(begin)

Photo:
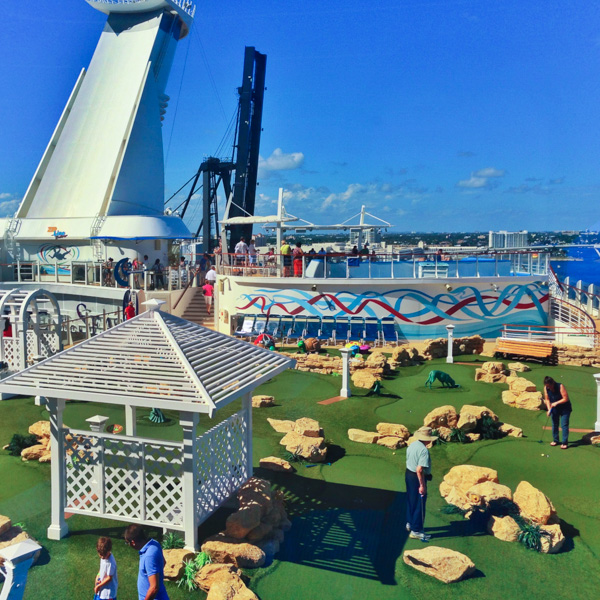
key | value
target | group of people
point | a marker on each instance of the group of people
(418, 459)
(150, 583)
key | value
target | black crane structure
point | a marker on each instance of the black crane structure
(215, 172)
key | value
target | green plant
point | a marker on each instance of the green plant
(19, 442)
(172, 541)
(190, 570)
(531, 536)
(489, 429)
(458, 436)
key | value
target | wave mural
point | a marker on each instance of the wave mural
(466, 305)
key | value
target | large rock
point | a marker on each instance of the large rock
(273, 463)
(363, 437)
(262, 401)
(443, 416)
(281, 426)
(214, 572)
(518, 367)
(223, 549)
(504, 528)
(308, 427)
(518, 385)
(256, 491)
(5, 524)
(392, 442)
(33, 452)
(241, 522)
(309, 448)
(365, 379)
(488, 492)
(511, 430)
(174, 562)
(529, 401)
(442, 563)
(393, 429)
(533, 504)
(41, 429)
(460, 479)
(553, 542)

(end)

Quote the records above exactly, leaving out any pictures.

Photo:
key | value
target | group of people
point | a marker on each instance of the group of people
(418, 459)
(150, 583)
key | value
target | black crane structure
point | a marker on each instance of the black crane structure
(215, 172)
key | value
target | green plant
point | a marker on each instance of the green plant
(19, 442)
(172, 541)
(190, 570)
(531, 536)
(489, 429)
(458, 436)
key | value
target | wave mural
point | a marker on each instance of the wave mural
(466, 305)
key | value
target | large rock
point | a marker on each instance of the large rock
(273, 463)
(363, 437)
(262, 401)
(443, 416)
(281, 426)
(214, 572)
(518, 367)
(223, 549)
(504, 528)
(308, 427)
(518, 385)
(256, 491)
(5, 524)
(392, 442)
(33, 452)
(241, 522)
(309, 448)
(365, 379)
(488, 492)
(511, 430)
(174, 562)
(529, 401)
(442, 563)
(393, 429)
(533, 504)
(41, 429)
(460, 479)
(553, 542)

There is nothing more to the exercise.